__DATA TO EXAMINE__:
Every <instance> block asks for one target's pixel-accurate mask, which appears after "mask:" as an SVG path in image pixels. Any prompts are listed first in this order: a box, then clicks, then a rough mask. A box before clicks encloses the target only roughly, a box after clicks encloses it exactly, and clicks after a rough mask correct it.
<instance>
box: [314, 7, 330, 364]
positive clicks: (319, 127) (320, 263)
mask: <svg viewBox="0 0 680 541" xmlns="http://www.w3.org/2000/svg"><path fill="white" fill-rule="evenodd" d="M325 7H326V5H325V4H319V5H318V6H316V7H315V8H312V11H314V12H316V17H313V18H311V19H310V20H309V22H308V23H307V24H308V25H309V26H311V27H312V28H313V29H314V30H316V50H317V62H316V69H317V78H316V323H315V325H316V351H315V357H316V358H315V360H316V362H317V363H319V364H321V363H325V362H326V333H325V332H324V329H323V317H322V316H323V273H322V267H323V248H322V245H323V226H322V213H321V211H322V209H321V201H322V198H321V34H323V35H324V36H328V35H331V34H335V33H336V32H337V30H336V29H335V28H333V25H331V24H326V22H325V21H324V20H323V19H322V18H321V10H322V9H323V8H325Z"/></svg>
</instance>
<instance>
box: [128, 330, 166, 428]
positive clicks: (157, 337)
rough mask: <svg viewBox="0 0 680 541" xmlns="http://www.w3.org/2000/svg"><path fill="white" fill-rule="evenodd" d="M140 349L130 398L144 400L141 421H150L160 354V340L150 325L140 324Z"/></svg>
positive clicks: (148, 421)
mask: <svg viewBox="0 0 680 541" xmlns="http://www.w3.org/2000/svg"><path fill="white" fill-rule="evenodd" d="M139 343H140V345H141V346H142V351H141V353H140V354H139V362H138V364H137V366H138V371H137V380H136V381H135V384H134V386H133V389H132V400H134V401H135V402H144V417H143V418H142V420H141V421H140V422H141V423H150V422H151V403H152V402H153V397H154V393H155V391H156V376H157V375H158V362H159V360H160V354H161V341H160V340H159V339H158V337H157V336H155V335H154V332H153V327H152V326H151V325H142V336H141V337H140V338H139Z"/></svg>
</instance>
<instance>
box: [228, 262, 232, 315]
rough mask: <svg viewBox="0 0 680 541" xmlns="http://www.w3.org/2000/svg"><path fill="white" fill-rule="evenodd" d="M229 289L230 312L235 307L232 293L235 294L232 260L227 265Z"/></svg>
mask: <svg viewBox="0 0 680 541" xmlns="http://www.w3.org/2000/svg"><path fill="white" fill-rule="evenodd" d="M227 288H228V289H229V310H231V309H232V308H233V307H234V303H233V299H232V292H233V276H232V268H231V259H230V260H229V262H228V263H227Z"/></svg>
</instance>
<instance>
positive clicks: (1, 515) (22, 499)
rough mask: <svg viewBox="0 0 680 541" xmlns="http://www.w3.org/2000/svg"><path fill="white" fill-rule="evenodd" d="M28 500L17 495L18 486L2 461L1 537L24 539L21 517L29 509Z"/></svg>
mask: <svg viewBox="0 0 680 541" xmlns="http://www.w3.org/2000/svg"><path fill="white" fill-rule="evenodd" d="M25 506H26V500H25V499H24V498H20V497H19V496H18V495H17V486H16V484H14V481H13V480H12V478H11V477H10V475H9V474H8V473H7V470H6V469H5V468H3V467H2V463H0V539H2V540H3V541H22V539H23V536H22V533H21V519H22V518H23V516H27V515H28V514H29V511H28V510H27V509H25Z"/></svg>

__INSTRUCTIONS FOR THE TASK__: Retype the material above, character for character.

__COMPLETED TASK__:
Every <instance> block asks for one target's pixel-accurate mask, which appears after "mask:" as an SVG path in image pixels. Any prompts are listed first in this order: a box, then clicks, then a rough mask. A box before clicks encloses the target only roughly, a box after clicks encloses it exactly, and clicks after a rough mask correct it.
<instance>
box: [314, 7, 330, 364]
positive clicks: (319, 127) (320, 263)
mask: <svg viewBox="0 0 680 541" xmlns="http://www.w3.org/2000/svg"><path fill="white" fill-rule="evenodd" d="M325 7H326V5H325V4H319V5H318V6H316V7H315V8H312V11H314V12H316V17H313V18H311V19H310V20H309V22H308V23H307V24H308V25H309V26H311V27H312V28H313V29H314V30H316V50H317V62H316V69H317V78H316V323H315V325H316V351H315V357H316V358H315V360H316V362H317V363H319V364H321V363H325V362H326V333H325V332H324V329H323V317H322V316H323V273H322V267H323V248H322V245H323V226H322V213H321V211H322V209H321V201H322V198H321V34H323V35H324V36H328V35H331V34H335V33H336V32H337V30H336V29H335V28H333V25H331V24H326V22H325V21H324V20H323V19H322V18H321V10H322V9H323V8H325Z"/></svg>
</instance>
<instance>
box: [128, 330, 166, 428]
positive clicks: (157, 337)
rough mask: <svg viewBox="0 0 680 541" xmlns="http://www.w3.org/2000/svg"><path fill="white" fill-rule="evenodd" d="M140 349L130 398L144 400L141 421H150L160 354V340L150 325L140 324Z"/></svg>
positive clicks: (148, 421)
mask: <svg viewBox="0 0 680 541" xmlns="http://www.w3.org/2000/svg"><path fill="white" fill-rule="evenodd" d="M139 343H140V345H141V346H142V351H141V353H140V354H139V362H138V364H137V366H138V371H137V380H136V381H135V384H134V386H133V389H132V400H134V401H135V402H144V417H143V418H142V420H141V421H140V422H141V423H150V422H151V403H152V402H153V397H154V393H155V391H156V376H157V375H158V362H159V360H160V354H161V341H160V340H159V339H158V337H157V336H155V335H154V332H153V327H152V326H151V325H142V336H141V337H140V338H139Z"/></svg>
</instance>
<instance>
box: [228, 262, 232, 315]
rough mask: <svg viewBox="0 0 680 541" xmlns="http://www.w3.org/2000/svg"><path fill="white" fill-rule="evenodd" d="M229 289L230 312L235 307L232 293L235 294L232 260L227 265Z"/></svg>
mask: <svg viewBox="0 0 680 541" xmlns="http://www.w3.org/2000/svg"><path fill="white" fill-rule="evenodd" d="M227 288H228V289H229V310H231V309H232V308H233V307H234V303H233V299H232V292H233V276H232V268H231V259H230V260H229V262H228V263H227Z"/></svg>
</instance>
<instance>
positive clicks: (1, 515) (22, 499)
rough mask: <svg viewBox="0 0 680 541" xmlns="http://www.w3.org/2000/svg"><path fill="white" fill-rule="evenodd" d="M28 500L17 495L18 486L2 461L1 537L24 539L21 517L29 509Z"/></svg>
mask: <svg viewBox="0 0 680 541" xmlns="http://www.w3.org/2000/svg"><path fill="white" fill-rule="evenodd" d="M25 506H26V500H25V499H24V498H20V497H19V496H18V495H17V486H16V484H14V481H13V480H12V478H11V477H10V475H9V474H8V473H7V470H6V469H5V468H3V467H2V463H0V539H2V540H3V541H22V539H23V536H22V533H21V519H22V518H23V516H27V515H28V514H29V511H28V510H27V509H25Z"/></svg>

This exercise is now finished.